_課題一覧_.
1. 週休3日制に関する文章から、「週休3日制の求人を見つけた時の注意点」から「になっていることが大半です。」までを両端を含めて一字一句変えずに抜き出してください。
2. 週休3日制の求人に関する文章を、最後の文に続けて書き進めてください。

はい、存在します!厚生労働省の「多様な働き方の実現応援サイト」に詳しい導入事例があったので紹介します。
そして、弊社のコメディカルドットコムにも週休3日制の求人が実際に掲載されています。例えば、看護師の場合だとクリニックや訪問看護ステーション、有料老人ホーム、特別養護老人ホームで週休3日制の求人が見つかります。
現状、特徴の検索で週休3日制が実装されていないので、フリーワード検索で「週休3日制」と調べてみてください。会員登録なし・無料で求人を探し放題なので、気になる方はぜひお試しください。
週休3日制の求人を見つけた時の注意点
最後に、求人サイトの中の人として、週休3日制の求人で注意すべきポイントを解説します。
3つのタイプのどれかを確認
週休3日制の3つのタイプ、「労働時間維持型」「給与減額型」「給与維持型」のいずれに該当するのか、まずは求人票を参考に判断しましょう。シフトの実労働時間に着目すると見極めやすいです。労働時間維持型の場合は、10時間になっていることが大半です。
完全週休3日制かどうか、年間休日数に着目
上で紹介した通り、完全週休3日制の場合の年間休日は原則156日です。156日よりも多い場合は、完全週休3日制に加えてお盆休暇や年末年始休暇の分休みが増えています。

_提供データ_.
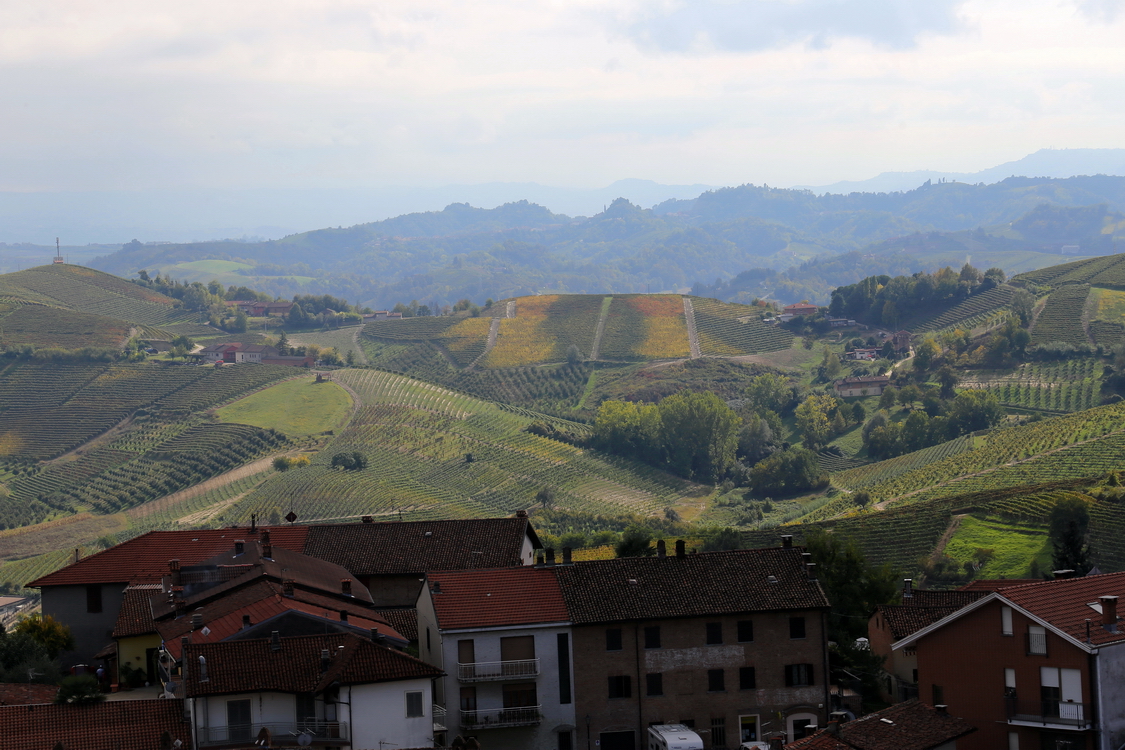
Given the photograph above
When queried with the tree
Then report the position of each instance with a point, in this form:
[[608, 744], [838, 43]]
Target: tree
[[812, 421], [636, 542], [47, 632]]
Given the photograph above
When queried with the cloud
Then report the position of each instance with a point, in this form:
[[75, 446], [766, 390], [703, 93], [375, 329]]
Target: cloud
[[756, 25]]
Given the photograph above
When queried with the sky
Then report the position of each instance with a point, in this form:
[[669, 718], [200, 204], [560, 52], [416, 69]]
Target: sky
[[134, 95]]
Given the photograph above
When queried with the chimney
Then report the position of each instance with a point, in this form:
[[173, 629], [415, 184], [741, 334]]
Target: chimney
[[1108, 611]]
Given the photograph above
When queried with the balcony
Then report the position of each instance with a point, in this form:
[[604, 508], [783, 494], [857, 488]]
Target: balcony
[[282, 734], [501, 717], [1051, 714], [486, 671]]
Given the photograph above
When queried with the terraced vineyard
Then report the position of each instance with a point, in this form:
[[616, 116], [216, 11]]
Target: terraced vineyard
[[969, 313], [419, 440], [1061, 319], [722, 333], [1068, 386], [1038, 452]]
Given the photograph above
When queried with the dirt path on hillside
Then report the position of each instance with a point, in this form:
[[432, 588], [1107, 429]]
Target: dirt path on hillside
[[693, 341]]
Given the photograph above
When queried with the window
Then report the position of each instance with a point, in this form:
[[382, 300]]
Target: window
[[799, 675], [713, 633], [414, 706], [93, 598], [719, 732], [564, 649]]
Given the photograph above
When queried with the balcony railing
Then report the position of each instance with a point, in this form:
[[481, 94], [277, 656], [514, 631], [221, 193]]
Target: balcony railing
[[281, 733], [1064, 714], [500, 717], [482, 671]]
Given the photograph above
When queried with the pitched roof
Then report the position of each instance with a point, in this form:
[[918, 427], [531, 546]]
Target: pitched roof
[[95, 726], [505, 596], [1065, 604], [421, 545], [906, 620], [144, 559], [909, 725], [254, 667], [695, 585], [18, 694]]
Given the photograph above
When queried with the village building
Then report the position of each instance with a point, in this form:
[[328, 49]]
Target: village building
[[506, 653], [339, 690], [862, 386], [722, 642], [1031, 666]]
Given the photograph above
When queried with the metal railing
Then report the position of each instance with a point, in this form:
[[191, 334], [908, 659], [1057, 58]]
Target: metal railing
[[1054, 713], [498, 717], [482, 671], [281, 733]]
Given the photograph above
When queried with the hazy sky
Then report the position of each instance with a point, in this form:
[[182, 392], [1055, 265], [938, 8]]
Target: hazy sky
[[134, 93]]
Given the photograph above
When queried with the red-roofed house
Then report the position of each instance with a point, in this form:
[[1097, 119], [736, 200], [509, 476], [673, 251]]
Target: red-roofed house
[[1033, 666], [505, 636]]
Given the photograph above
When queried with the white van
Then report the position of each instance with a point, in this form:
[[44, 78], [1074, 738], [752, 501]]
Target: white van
[[673, 737]]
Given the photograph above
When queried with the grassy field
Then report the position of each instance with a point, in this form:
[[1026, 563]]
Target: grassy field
[[300, 406], [1014, 545]]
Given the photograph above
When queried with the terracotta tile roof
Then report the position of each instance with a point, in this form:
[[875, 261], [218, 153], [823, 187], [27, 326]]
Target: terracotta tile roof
[[404, 620], [943, 598], [111, 725], [405, 548], [910, 725], [908, 620], [712, 583], [1065, 604], [144, 559], [16, 694], [506, 596], [135, 616], [295, 667], [261, 602]]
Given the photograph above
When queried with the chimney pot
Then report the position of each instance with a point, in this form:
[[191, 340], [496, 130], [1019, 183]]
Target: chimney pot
[[1108, 611]]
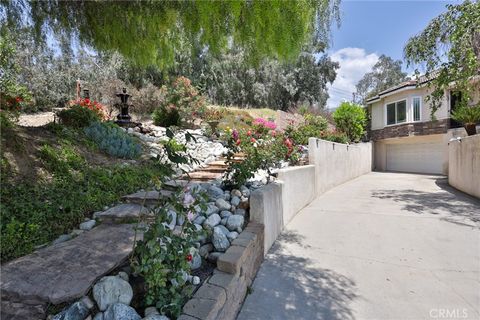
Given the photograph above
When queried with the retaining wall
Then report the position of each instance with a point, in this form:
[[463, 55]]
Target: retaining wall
[[464, 164]]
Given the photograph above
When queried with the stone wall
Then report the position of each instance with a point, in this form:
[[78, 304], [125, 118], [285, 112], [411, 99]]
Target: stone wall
[[222, 295], [409, 129], [464, 164]]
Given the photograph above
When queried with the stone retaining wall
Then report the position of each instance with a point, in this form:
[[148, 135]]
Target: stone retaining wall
[[222, 295]]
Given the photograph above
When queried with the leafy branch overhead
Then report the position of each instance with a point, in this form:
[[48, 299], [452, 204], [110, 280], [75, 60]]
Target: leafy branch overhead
[[150, 32], [448, 49]]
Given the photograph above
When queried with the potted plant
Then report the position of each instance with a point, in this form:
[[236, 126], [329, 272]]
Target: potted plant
[[469, 116]]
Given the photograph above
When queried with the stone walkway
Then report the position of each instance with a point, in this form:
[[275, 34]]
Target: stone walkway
[[382, 246]]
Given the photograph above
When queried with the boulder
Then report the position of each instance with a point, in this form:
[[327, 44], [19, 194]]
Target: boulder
[[222, 204], [212, 221], [220, 240], [111, 290], [120, 311], [235, 223]]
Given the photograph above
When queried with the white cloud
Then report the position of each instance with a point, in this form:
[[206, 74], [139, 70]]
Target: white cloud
[[354, 63]]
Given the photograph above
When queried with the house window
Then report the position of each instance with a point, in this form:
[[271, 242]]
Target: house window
[[397, 112], [416, 108]]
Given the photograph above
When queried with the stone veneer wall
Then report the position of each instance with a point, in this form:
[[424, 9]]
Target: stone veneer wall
[[221, 296], [409, 129]]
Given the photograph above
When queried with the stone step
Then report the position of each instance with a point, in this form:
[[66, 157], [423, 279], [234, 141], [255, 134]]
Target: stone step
[[122, 213], [147, 197], [62, 272]]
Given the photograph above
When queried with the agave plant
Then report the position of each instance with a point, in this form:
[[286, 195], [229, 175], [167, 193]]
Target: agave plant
[[469, 116]]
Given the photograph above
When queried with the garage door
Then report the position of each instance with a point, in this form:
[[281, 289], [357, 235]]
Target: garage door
[[415, 157]]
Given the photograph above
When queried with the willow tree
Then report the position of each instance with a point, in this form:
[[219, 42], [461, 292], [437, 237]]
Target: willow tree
[[149, 32], [449, 51]]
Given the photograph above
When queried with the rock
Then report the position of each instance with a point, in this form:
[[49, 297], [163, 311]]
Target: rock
[[235, 223], [111, 290], [211, 209], [120, 311], [199, 220], [225, 214], [213, 256], [87, 225], [123, 275], [232, 235], [212, 221], [98, 316], [195, 280], [222, 204], [241, 212], [196, 260], [62, 238], [151, 311], [220, 240], [205, 250], [245, 191], [235, 201], [77, 311], [173, 219], [215, 192]]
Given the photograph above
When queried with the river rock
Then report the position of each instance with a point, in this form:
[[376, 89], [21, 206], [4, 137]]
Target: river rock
[[212, 221], [235, 223], [220, 240], [222, 204], [110, 290], [120, 311]]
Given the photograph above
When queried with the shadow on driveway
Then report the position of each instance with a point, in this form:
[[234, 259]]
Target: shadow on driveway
[[454, 205], [290, 287]]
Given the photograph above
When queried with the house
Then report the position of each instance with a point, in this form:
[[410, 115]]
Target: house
[[404, 135]]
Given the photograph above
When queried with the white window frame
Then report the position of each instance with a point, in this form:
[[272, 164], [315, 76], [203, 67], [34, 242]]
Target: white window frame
[[413, 110], [396, 122]]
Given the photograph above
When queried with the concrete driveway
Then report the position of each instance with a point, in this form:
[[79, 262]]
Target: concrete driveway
[[382, 246]]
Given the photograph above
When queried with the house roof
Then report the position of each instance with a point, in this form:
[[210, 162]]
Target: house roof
[[409, 84]]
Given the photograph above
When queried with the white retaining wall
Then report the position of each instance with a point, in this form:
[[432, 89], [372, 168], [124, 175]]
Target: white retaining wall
[[464, 164], [331, 164]]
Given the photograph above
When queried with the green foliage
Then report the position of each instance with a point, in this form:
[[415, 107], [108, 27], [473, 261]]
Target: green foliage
[[78, 116], [385, 74], [150, 32], [162, 257], [113, 140], [33, 213], [351, 119], [449, 51], [181, 103], [467, 114], [313, 127]]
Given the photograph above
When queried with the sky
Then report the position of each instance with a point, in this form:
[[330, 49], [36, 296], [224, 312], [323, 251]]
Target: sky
[[369, 29]]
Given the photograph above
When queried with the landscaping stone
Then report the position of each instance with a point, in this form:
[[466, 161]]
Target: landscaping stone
[[220, 240], [120, 311], [212, 221], [225, 214], [110, 290], [127, 212], [205, 250], [232, 235], [222, 204], [235, 223], [87, 225], [235, 201], [62, 238], [77, 311]]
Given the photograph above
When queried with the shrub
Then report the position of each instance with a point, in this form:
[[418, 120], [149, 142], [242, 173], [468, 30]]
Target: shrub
[[113, 140], [182, 103], [82, 113], [351, 119]]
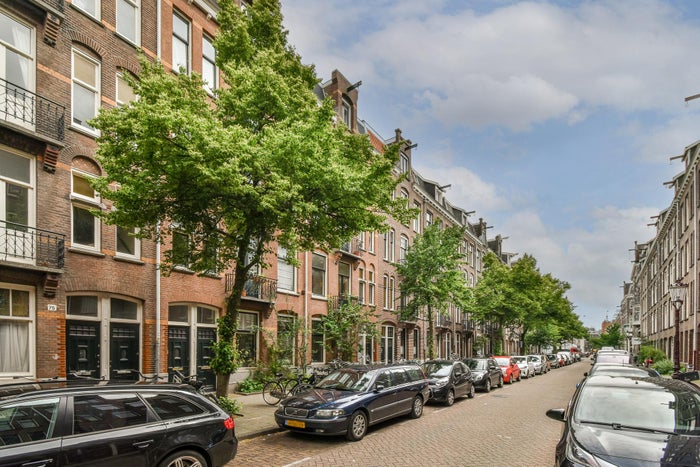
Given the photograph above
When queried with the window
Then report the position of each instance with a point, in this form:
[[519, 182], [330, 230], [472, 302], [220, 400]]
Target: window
[[416, 221], [85, 231], [128, 245], [403, 248], [318, 275], [91, 7], [210, 74], [286, 273], [181, 43], [128, 20], [86, 90], [17, 68], [370, 286], [17, 310], [125, 93], [318, 341], [247, 337], [25, 422]]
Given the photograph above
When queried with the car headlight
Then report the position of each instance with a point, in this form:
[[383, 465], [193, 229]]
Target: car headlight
[[329, 413]]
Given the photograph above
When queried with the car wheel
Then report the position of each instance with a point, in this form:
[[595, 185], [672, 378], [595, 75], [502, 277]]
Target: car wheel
[[184, 459], [357, 426], [417, 407], [450, 399]]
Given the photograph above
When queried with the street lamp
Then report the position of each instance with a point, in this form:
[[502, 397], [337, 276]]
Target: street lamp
[[677, 292]]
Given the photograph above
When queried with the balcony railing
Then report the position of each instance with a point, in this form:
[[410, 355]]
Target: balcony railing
[[256, 287], [20, 243], [337, 301], [27, 109]]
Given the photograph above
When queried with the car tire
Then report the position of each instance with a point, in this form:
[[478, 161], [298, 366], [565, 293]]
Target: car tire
[[183, 459], [450, 398], [357, 426], [416, 407]]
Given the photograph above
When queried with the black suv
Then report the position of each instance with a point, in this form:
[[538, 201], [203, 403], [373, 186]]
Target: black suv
[[58, 424]]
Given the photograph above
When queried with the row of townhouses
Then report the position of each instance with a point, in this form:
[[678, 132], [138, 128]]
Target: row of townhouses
[[79, 296], [651, 311]]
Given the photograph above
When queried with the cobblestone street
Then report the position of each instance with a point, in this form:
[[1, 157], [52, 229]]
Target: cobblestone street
[[507, 426]]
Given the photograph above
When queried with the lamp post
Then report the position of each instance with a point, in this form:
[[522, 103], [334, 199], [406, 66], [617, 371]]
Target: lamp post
[[677, 292]]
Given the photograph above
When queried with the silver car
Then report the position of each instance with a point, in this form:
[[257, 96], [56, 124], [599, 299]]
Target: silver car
[[527, 368]]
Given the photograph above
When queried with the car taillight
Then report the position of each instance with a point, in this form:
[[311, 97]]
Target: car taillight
[[229, 423]]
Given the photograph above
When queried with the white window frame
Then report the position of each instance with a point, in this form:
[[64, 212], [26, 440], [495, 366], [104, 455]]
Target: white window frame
[[31, 332], [84, 202], [95, 90], [135, 5], [187, 41]]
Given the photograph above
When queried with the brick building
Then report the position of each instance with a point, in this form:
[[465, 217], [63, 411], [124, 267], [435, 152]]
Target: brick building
[[80, 296]]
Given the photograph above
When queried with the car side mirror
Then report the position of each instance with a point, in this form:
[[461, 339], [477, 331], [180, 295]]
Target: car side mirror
[[556, 414]]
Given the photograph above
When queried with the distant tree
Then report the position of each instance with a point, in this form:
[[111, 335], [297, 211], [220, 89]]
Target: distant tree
[[431, 276], [259, 161]]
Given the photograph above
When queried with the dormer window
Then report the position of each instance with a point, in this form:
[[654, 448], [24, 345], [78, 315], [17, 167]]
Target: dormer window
[[347, 113]]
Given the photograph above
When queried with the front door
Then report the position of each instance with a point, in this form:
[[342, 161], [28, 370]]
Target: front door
[[178, 350], [205, 337], [82, 349], [124, 351]]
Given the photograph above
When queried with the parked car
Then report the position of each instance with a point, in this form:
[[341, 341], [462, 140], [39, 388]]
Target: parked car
[[147, 424], [630, 421], [351, 399], [617, 369], [510, 369], [553, 360], [449, 379], [527, 368], [540, 367], [485, 372]]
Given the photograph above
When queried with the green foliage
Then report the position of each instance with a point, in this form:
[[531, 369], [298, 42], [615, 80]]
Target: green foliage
[[249, 385], [664, 366], [431, 277], [230, 406], [649, 351], [344, 325]]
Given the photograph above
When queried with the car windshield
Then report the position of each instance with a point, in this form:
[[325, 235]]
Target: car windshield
[[476, 364], [664, 409], [438, 369], [344, 379]]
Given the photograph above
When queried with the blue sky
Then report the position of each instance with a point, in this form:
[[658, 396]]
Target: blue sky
[[554, 120]]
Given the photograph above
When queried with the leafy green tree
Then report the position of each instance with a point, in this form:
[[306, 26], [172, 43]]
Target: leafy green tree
[[344, 326], [431, 277], [258, 162]]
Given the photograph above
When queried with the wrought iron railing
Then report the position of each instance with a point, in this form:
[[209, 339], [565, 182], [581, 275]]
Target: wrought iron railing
[[337, 301], [30, 110], [256, 287], [39, 247]]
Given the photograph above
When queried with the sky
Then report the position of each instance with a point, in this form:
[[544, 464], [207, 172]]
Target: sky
[[555, 120]]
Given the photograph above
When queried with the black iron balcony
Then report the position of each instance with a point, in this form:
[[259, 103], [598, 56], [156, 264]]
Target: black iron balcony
[[26, 109], [338, 301], [256, 287], [38, 247]]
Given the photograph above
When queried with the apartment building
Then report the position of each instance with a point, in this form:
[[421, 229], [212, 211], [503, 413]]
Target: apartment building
[[78, 296], [647, 314]]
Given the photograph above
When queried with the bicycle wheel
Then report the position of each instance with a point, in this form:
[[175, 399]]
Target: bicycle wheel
[[272, 392]]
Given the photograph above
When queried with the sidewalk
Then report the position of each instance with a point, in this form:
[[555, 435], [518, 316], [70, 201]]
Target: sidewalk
[[258, 417]]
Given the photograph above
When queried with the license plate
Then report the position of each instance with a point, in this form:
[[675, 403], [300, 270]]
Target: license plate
[[295, 424]]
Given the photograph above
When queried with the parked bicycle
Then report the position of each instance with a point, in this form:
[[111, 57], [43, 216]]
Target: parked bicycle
[[281, 387]]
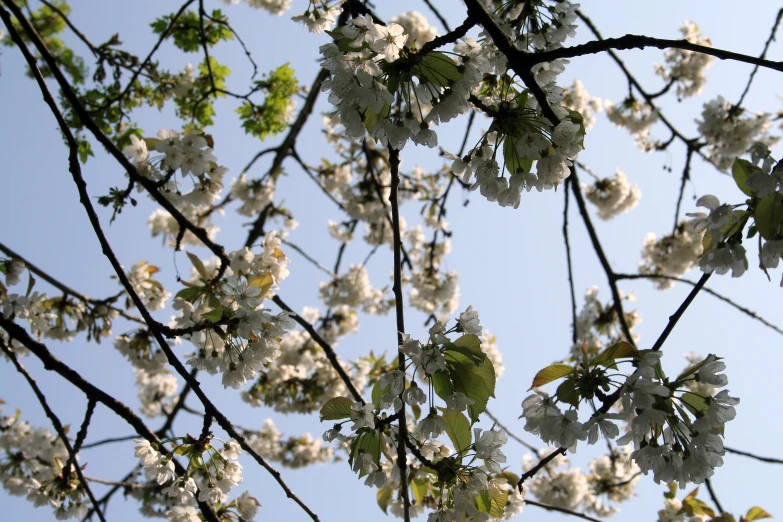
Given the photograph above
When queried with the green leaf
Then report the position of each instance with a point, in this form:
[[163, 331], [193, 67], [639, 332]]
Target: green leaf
[[735, 223], [616, 351], [498, 503], [214, 315], [420, 488], [438, 69], [469, 345], [198, 265], [384, 496], [696, 404], [190, 294], [551, 373], [769, 215], [367, 441], [378, 392], [514, 162], [442, 384], [483, 502], [740, 171], [476, 382], [567, 393], [336, 408], [458, 430], [756, 513]]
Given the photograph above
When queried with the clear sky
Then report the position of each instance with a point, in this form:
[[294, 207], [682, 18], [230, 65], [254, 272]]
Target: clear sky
[[511, 262]]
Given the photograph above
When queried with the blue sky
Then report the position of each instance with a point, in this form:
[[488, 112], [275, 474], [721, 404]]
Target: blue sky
[[512, 262]]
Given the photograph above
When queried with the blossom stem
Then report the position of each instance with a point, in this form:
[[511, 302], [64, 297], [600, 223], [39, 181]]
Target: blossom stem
[[402, 454]]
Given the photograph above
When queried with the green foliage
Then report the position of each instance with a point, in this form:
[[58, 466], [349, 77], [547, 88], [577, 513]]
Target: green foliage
[[551, 373], [190, 31], [476, 382], [769, 216], [458, 430], [270, 118], [336, 408], [740, 171]]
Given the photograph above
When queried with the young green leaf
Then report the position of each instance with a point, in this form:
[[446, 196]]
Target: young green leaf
[[769, 216], [458, 430], [740, 171], [336, 408], [551, 373]]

_解答一覧_.
1.
週休3日制の求人を見つけた時の注意点
最後に、求人サイトの中の人として、週休3日制の求人で注意すべきポイントを解説します。
3つのタイプのどれかを確認
週休3日制の3つのタイプ、「労働時間維持型」「給与減額型」「給与維持型」のいずれに該当するのか、まずは求人票を参考に判断しましょう。シフトの実労働時間に着目すると見極めやすいです。労働時間維持型の場合は、10時間になっていることが大半です。

2.
注意が必要なのは、週休2日制の年間休日数を記載しながら「希望者には週休3日制も選択可能」と書いている求人です。選択的週休3日制を導入しているケースです。この場合は、週休3日制を選んだ場合の年間休日が書かれてないので、問い合わせる必要があります。
休みの曜日とシフトの決め方を聞くべし
ここが一番のポイントです。週休3日制で何曜日に休めるかは、職場によって様々です。「土日+水曜」のように曜日が決まっていて毎週固定で休めるところもあれば、シフトによって曜日が変わるところもあります。
求人票で明記されていないケースがあるので、選考を進めていく中で必ず確認した方がいいでしょう。